__Exercise brief__
Write out the material below exactly, beginning at the line that contains "of the paved" and ending with its last line, both ends included; write nothing else.

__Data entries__
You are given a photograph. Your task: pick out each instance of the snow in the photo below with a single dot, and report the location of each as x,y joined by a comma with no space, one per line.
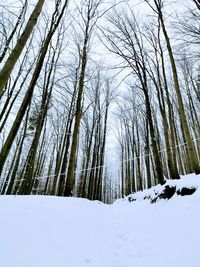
59,232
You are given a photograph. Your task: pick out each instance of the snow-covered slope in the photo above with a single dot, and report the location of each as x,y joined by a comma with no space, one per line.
62,232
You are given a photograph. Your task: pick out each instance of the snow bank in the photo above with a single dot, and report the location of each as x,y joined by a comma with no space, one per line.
59,232
187,185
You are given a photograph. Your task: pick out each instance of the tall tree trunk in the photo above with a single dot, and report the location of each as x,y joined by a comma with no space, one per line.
17,50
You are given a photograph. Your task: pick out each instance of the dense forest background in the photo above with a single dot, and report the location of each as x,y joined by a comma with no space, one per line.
82,82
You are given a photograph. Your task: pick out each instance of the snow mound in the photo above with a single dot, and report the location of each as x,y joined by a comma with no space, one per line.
39,231
187,185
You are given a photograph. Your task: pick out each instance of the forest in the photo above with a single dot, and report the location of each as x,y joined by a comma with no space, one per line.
98,99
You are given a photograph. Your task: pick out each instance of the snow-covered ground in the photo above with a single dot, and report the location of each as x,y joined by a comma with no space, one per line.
68,232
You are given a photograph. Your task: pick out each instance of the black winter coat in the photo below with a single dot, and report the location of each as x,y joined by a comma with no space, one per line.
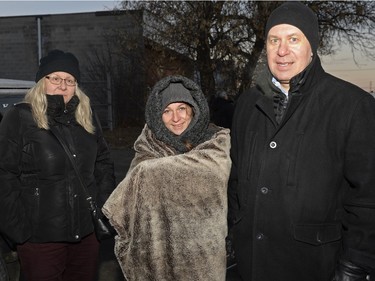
302,193
42,200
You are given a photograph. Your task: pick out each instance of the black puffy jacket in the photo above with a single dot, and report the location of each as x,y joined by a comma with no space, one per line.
41,198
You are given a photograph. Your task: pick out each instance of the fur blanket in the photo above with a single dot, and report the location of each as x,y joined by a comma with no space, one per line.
170,211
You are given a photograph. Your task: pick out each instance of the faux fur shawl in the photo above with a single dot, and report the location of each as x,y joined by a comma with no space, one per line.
170,211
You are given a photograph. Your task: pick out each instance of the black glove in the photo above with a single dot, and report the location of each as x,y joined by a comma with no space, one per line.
347,271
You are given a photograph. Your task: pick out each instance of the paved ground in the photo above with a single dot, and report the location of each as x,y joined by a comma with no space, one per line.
109,269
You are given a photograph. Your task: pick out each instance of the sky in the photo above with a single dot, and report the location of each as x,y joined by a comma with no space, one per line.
341,65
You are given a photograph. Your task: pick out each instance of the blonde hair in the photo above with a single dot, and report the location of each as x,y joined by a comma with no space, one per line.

__Task response__
You are given a photograph. Your task: pick out each instance of the paved ground in the photo above with a single dot, and report the location of each as x,y joined by a comma with no space, one per line.
109,269
You are given a photograph. Your task: pick out each instance of the sky in the photo above with a single dot, and report the location of each as x,y joined by a comma with no space, one per line.
341,65
You are given a photograph. Your task: pick out each instance of the blonde hair in the photo above with a single dot, and report the location of each as x,y joined by a comma with no space, one per line.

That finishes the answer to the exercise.